Extract verbatim every line from the one containing "Note: pick out the white siding" to the final line of the records below, inclusive, and exclude all pictures.

■ ■ ■

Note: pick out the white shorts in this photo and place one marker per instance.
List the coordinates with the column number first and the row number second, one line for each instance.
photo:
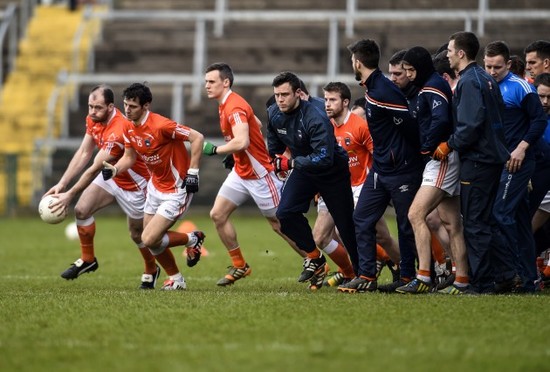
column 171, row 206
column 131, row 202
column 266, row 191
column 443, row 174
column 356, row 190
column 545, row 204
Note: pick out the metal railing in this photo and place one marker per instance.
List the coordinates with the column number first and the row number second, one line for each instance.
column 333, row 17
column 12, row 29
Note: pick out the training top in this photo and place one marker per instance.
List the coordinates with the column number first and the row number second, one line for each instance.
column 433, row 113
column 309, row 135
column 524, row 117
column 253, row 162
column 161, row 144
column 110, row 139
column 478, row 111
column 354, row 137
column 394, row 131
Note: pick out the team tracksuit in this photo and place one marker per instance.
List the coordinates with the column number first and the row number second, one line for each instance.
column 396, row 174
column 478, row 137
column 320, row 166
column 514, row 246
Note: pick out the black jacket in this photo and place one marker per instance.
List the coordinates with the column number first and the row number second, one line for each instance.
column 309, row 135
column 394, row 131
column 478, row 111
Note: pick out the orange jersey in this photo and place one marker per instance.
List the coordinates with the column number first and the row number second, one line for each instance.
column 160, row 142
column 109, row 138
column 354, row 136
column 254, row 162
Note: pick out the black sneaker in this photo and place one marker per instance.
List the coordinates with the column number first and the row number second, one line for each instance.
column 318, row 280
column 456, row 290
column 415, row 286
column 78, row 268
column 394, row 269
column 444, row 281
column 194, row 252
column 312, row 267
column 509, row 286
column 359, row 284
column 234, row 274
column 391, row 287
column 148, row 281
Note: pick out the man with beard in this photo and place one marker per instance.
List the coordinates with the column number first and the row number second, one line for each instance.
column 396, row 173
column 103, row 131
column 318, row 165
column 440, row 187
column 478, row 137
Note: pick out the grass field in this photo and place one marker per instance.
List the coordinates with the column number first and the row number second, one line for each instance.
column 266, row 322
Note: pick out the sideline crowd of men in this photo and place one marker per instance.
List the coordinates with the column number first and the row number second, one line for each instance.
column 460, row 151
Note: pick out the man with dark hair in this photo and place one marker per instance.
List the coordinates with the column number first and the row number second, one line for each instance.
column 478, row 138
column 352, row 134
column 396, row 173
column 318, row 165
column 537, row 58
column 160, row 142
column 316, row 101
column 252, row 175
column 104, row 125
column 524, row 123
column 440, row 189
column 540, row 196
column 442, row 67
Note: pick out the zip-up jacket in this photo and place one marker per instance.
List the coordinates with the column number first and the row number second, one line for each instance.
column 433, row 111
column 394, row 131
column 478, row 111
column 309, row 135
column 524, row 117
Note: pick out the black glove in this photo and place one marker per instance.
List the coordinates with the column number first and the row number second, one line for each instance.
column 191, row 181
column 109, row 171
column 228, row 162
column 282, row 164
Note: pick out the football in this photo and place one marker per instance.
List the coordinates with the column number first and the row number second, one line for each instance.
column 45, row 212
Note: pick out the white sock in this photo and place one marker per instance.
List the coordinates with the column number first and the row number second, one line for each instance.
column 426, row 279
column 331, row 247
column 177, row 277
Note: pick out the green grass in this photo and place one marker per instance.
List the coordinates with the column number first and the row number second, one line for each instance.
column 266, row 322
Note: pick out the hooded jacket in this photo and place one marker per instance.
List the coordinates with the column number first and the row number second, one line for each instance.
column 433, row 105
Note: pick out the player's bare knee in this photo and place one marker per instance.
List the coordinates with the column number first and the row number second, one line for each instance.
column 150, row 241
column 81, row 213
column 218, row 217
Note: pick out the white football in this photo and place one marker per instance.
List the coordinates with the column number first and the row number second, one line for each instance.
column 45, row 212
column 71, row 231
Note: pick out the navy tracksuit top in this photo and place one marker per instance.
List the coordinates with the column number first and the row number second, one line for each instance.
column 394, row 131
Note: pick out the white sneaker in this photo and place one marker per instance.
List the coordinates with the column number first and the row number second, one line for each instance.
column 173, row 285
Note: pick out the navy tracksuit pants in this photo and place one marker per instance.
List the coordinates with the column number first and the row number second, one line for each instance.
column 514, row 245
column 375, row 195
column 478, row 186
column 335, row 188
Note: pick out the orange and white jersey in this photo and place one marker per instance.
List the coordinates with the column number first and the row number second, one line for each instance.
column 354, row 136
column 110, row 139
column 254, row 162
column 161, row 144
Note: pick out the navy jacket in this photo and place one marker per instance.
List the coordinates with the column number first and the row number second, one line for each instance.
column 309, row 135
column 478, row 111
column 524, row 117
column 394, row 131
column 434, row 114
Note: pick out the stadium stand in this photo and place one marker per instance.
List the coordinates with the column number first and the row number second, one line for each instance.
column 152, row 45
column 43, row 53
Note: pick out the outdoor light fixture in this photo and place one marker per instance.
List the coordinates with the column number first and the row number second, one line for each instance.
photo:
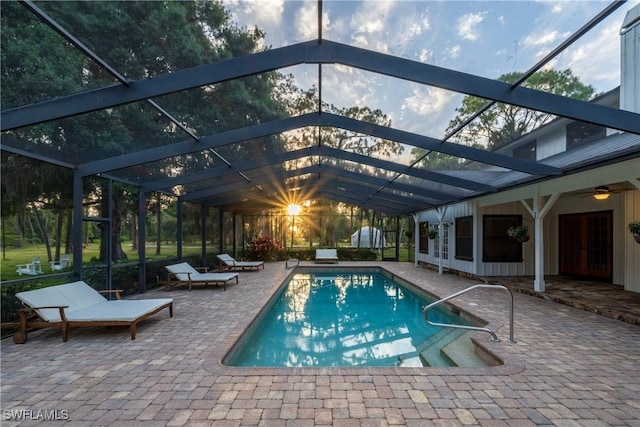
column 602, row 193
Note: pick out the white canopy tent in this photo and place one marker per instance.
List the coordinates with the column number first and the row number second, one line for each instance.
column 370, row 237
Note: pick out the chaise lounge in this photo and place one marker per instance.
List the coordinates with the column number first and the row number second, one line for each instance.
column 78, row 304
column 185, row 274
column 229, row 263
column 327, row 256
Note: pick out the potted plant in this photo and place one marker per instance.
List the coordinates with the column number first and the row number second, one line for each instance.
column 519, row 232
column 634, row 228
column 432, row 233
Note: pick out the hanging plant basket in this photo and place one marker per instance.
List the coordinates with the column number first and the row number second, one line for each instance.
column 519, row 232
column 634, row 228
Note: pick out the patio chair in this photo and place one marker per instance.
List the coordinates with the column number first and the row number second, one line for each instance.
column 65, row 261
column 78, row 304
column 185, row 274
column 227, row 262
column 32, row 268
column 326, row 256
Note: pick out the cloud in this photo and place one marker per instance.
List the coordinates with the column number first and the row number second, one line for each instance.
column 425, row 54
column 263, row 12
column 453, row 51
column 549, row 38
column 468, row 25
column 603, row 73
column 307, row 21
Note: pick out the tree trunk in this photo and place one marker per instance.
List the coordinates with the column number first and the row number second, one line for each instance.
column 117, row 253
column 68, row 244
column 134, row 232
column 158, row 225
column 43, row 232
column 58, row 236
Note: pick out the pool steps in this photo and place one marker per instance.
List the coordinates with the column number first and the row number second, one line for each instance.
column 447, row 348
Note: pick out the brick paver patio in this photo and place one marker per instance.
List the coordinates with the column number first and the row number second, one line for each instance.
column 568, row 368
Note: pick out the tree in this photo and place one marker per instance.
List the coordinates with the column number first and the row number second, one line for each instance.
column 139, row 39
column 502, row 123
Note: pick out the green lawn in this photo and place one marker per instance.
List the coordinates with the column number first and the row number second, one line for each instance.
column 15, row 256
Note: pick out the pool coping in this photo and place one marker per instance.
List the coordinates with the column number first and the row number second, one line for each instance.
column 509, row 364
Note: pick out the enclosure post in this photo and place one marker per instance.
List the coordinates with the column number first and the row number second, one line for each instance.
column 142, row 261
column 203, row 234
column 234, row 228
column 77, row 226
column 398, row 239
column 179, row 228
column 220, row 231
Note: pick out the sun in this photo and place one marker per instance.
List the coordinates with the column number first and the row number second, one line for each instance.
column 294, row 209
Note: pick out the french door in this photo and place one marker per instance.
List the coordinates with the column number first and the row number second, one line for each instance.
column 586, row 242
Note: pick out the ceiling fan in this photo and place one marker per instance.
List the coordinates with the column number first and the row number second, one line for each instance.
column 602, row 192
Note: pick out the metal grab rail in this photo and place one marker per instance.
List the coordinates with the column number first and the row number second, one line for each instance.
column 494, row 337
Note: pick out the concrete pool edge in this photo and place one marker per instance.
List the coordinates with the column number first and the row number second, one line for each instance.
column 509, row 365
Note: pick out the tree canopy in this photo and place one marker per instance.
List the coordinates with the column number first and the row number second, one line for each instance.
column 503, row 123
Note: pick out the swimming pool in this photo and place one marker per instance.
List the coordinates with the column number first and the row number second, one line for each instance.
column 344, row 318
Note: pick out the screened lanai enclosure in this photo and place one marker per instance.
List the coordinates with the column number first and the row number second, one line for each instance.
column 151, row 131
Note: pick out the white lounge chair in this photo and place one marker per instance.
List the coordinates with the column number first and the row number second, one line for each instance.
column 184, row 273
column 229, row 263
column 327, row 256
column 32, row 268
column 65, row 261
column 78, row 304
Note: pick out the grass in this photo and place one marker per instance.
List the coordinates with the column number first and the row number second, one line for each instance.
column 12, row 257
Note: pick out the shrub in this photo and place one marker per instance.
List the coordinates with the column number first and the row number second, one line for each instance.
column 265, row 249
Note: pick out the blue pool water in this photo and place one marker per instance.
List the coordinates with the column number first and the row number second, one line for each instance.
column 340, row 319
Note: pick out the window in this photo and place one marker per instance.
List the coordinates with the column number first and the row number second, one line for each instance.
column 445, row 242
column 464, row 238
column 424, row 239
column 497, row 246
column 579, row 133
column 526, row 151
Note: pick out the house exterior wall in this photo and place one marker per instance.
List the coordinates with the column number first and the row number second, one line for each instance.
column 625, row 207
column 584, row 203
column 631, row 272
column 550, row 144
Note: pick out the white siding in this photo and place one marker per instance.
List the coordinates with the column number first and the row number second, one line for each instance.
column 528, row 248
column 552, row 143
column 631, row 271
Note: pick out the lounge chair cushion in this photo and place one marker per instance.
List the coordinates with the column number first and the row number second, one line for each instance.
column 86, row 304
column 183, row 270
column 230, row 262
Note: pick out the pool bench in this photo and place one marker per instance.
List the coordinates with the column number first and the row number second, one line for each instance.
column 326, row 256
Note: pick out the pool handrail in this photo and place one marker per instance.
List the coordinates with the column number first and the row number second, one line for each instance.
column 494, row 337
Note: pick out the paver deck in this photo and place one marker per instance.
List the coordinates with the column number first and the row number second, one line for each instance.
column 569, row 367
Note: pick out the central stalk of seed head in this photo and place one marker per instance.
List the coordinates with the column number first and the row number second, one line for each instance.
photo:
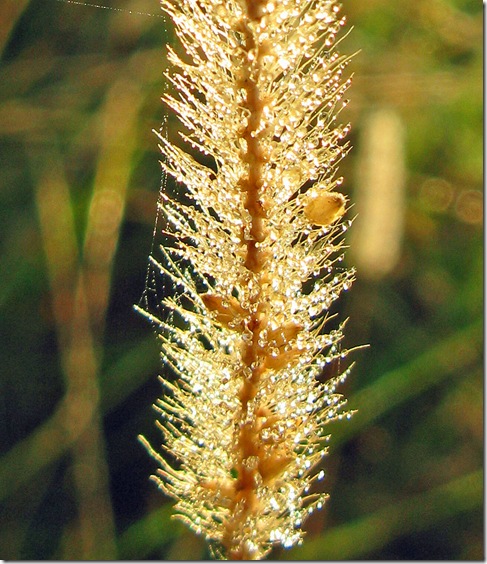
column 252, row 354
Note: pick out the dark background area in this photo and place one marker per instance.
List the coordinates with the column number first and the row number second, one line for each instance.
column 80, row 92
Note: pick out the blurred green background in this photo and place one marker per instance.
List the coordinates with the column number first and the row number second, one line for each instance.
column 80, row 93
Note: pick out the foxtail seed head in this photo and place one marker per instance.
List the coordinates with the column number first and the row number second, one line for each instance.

■ ■ ■

§ OUTPUT BELOW
Note: pick out the white siding in this photo and place one marker per instance.
List the coordinates with the column number first and the row number second, one line for each instance.
column 528, row 248
column 552, row 143
column 631, row 271
Note: pick out the lounge chair cushion in this photo and place one marker per instance.
List the coordinates with the column number first and the row number second, one line for each instance.
column 86, row 304
column 183, row 270
column 230, row 262
Note: pick out the pool bench in this photo and place one marker per instance.
List the coordinates with the column number first and the row number second, one line for each instance.
column 326, row 256
Note: pick out the pool handrail in this photo and place one marker per instance.
List the coordinates with the column number first and the row number second, one line for each instance.
column 494, row 337
Note: pick out the paver deck in this photo and place one marker per instance.
List the coordinates with the column number first and the row number second, one line for each instance.
column 569, row 367
Note: pick out the central stalk of seed head in this photo and place one marker per instance.
List the coordinates with the column number first and the row number second, one line for each instance.
photo:
column 252, row 354
Note: pick out the dark background area in this photo and place one marker per instance.
List the coordinates with the column number first and the row number second, one line for each instance.
column 80, row 92
Note: pick out the blurred green background in this photo and place one marker per instance.
List the coordinates with the column number first and the row number second, one line for each instance.
column 80, row 93
Note: pick out the foxtail seed head in this photo and place one marker per instance.
List the coordinates with the column number first and the row number second, one line for each instance.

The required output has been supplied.